Items from a labeling collection:

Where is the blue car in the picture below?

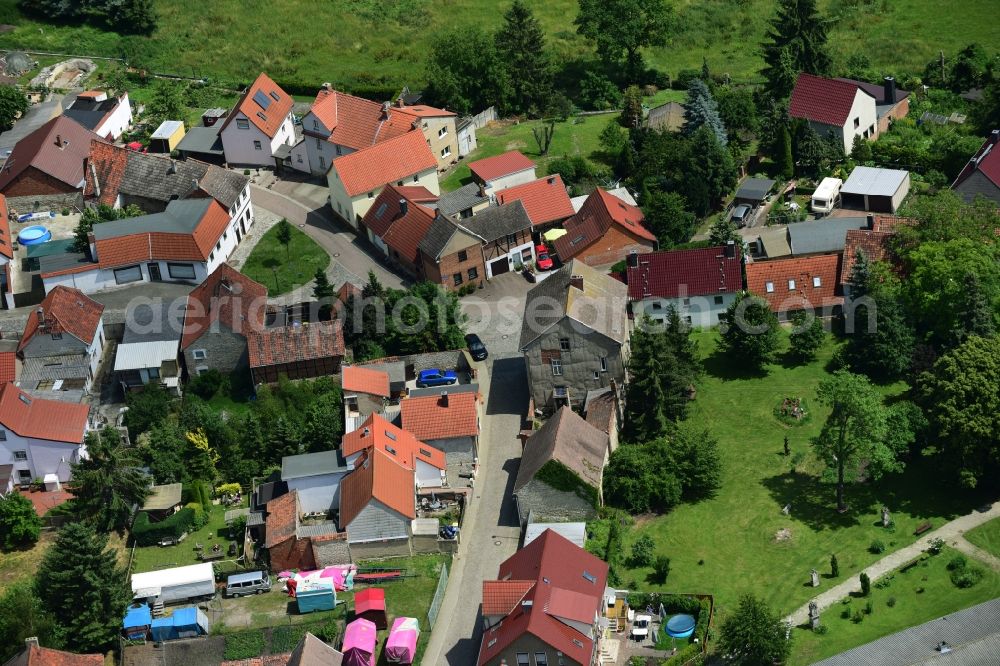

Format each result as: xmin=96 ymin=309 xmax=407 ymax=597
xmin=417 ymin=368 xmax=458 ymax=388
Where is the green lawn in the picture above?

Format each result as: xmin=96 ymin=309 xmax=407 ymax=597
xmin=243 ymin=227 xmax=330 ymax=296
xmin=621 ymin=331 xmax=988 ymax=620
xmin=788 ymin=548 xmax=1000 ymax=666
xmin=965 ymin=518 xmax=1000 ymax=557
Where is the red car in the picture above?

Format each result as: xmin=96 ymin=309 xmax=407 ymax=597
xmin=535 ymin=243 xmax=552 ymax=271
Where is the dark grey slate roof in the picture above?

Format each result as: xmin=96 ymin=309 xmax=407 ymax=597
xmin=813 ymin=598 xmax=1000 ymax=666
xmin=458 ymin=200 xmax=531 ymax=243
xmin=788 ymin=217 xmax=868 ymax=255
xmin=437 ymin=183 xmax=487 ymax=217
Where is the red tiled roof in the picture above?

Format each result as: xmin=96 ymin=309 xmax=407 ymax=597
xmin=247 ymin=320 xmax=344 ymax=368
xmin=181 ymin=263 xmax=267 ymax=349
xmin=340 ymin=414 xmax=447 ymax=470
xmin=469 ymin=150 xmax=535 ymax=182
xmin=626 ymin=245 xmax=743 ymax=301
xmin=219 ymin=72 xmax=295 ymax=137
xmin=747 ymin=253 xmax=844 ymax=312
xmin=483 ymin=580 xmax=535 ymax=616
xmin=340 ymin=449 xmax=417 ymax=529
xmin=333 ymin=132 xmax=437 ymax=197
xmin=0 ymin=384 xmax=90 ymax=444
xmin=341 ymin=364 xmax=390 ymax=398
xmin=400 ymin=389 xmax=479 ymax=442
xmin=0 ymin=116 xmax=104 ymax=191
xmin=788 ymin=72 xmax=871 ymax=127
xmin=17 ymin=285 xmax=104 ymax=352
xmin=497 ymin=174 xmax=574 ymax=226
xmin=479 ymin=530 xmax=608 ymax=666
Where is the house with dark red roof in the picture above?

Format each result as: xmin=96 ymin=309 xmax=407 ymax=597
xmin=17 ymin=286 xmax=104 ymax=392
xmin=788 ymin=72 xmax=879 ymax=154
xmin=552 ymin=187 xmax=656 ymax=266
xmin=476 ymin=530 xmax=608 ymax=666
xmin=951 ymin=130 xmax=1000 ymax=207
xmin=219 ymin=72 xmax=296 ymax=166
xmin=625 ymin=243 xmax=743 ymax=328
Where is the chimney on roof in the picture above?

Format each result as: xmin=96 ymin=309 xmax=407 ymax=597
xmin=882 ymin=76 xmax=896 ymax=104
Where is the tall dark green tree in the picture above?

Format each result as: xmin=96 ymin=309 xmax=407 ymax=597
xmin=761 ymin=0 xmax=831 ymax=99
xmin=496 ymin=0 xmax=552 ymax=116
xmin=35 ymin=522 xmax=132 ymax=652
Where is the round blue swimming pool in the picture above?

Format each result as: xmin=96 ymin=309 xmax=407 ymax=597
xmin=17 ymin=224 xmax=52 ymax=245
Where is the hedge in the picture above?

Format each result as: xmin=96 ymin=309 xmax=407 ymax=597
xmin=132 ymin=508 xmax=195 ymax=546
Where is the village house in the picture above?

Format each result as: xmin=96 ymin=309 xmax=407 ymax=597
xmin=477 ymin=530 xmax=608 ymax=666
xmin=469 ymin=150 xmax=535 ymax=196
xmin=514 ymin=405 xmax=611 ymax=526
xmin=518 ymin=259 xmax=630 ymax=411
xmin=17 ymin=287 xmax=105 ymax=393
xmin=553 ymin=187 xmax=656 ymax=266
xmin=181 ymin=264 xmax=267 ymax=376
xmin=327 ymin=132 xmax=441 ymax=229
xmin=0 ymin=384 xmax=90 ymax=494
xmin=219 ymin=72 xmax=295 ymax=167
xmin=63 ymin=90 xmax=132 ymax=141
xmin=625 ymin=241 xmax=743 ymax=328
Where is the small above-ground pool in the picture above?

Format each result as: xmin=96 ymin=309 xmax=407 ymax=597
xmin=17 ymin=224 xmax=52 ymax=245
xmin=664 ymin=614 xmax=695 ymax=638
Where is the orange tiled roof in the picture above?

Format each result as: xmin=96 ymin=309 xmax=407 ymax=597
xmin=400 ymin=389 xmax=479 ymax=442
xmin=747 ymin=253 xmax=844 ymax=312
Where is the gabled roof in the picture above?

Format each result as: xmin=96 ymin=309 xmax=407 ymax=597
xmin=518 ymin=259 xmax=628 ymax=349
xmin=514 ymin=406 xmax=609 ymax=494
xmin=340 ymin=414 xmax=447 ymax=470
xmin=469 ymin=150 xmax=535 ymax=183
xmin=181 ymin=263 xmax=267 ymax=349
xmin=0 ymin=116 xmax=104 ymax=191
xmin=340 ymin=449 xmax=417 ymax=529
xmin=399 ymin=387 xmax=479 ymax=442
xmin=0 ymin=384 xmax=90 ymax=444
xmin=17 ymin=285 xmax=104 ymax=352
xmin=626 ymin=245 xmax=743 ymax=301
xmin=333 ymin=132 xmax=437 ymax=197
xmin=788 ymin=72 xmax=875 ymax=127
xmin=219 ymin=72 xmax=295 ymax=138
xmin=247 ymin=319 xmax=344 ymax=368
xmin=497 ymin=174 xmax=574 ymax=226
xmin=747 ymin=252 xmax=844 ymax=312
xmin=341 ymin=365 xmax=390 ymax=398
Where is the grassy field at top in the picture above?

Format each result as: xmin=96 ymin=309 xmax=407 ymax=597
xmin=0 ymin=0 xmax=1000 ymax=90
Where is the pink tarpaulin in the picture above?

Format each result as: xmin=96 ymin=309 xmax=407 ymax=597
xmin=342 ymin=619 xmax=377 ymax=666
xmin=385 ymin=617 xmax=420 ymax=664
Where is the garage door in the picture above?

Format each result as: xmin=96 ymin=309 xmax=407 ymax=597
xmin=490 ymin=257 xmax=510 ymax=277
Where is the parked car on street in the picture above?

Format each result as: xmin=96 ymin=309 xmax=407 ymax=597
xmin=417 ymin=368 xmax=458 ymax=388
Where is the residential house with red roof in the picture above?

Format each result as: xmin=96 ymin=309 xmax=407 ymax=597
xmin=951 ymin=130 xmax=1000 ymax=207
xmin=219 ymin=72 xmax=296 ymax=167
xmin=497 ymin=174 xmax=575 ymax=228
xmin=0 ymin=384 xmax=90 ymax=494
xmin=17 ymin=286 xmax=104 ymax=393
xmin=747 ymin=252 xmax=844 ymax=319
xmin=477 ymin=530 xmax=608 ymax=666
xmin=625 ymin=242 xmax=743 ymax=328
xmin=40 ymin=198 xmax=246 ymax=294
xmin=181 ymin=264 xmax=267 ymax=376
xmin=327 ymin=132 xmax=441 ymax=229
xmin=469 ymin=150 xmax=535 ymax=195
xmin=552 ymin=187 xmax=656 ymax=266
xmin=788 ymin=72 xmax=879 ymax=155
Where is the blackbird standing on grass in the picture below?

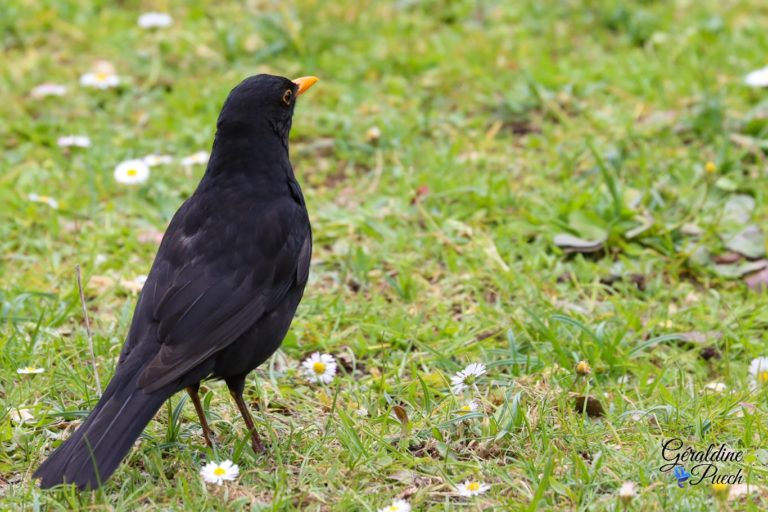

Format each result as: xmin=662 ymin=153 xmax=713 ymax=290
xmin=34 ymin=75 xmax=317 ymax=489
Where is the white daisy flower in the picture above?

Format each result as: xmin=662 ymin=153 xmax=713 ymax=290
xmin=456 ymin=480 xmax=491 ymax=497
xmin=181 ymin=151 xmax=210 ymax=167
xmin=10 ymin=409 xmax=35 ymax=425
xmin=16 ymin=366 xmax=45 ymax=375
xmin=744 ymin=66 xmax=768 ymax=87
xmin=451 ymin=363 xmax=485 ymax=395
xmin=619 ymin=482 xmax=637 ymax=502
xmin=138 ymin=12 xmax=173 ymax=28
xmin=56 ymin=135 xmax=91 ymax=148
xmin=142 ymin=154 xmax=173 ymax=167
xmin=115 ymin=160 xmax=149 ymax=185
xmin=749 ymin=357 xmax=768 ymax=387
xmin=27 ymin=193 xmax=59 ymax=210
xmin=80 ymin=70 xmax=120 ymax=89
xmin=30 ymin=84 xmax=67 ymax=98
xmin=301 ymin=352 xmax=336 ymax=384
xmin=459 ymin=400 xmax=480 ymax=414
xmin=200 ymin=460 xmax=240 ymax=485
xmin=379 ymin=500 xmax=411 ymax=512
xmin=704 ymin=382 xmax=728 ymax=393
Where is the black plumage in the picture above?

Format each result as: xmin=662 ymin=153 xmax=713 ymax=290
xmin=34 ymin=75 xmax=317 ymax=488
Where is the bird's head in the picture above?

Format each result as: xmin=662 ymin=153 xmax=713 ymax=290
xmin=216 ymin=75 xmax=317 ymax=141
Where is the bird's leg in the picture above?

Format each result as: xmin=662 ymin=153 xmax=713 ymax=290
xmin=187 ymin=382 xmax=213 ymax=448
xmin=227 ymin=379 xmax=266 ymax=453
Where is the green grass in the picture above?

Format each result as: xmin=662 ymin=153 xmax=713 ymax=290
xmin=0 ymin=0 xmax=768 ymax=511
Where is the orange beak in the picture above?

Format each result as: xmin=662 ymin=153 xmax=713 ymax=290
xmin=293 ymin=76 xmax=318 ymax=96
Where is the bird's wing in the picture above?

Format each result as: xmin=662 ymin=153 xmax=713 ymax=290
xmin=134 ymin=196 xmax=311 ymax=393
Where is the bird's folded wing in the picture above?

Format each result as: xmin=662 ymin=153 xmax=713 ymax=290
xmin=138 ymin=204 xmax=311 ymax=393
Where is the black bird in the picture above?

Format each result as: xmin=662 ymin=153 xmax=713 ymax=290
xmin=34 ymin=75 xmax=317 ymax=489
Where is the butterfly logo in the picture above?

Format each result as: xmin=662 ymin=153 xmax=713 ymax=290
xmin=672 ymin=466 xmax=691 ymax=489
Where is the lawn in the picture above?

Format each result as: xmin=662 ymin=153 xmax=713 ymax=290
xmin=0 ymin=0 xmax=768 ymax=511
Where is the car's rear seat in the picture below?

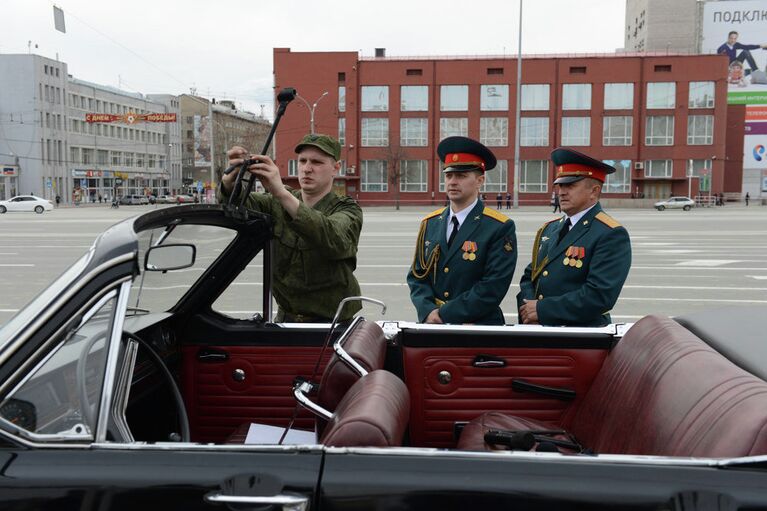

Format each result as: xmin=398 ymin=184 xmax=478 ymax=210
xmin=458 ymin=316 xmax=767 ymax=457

WHAT TO PRODUCE: Scale everything from the line containing "Where is the dark" down to the line containing "xmin=625 ymin=243 xmax=743 ymax=328", both included. Write out every one of those lines again, multiplying each answer's box coordinates by 0.7 and rounding to whole numbers (halves up), while the format sample lines keep their original numbers.

OUTPUT BELOW:
Where is the dark grey slate roof in the picture above?

Format each result as: xmin=96 ymin=309 xmax=407 ymax=597
xmin=569 ymin=419 xmax=700 ymax=466
xmin=321 ymin=140 xmax=372 ymax=170
xmin=552 ymin=152 xmax=608 ymax=179
xmin=306 ymin=128 xmax=341 ymax=152
Where is the red tiled roof in the picture above?

Format each result as: xmin=96 ymin=309 xmax=407 ymax=597
xmin=173 ymin=224 xmax=241 ymax=258
xmin=127 ymin=184 xmax=187 ymax=244
xmin=238 ymin=290 xmax=313 ymax=329
xmin=328 ymin=105 xmax=375 ymax=127
xmin=438 ymin=172 xmax=520 ymax=211
xmin=153 ymin=50 xmax=207 ymax=96
xmin=523 ymin=177 xmax=591 ymax=218
xmin=338 ymin=406 xmax=375 ymax=431
xmin=238 ymin=314 xmax=292 ymax=370
xmin=233 ymin=92 xmax=306 ymax=138
xmin=0 ymin=269 xmax=63 ymax=311
xmin=239 ymin=255 xmax=273 ymax=279
xmin=280 ymin=272 xmax=335 ymax=309
xmin=0 ymin=81 xmax=73 ymax=134
xmin=552 ymin=50 xmax=610 ymax=89
xmin=12 ymin=200 xmax=73 ymax=246
xmin=348 ymin=122 xmax=402 ymax=158
xmin=335 ymin=371 xmax=426 ymax=466
Where is the house with dark red roof in the picture above?

Format each result as: xmin=96 ymin=309 xmax=407 ymax=597
xmin=12 ymin=200 xmax=73 ymax=274
xmin=552 ymin=50 xmax=615 ymax=108
xmin=386 ymin=131 xmax=459 ymax=186
xmin=333 ymin=371 xmax=426 ymax=466
xmin=666 ymin=91 xmax=700 ymax=145
xmin=153 ymin=50 xmax=207 ymax=116
xmin=438 ymin=170 xmax=520 ymax=230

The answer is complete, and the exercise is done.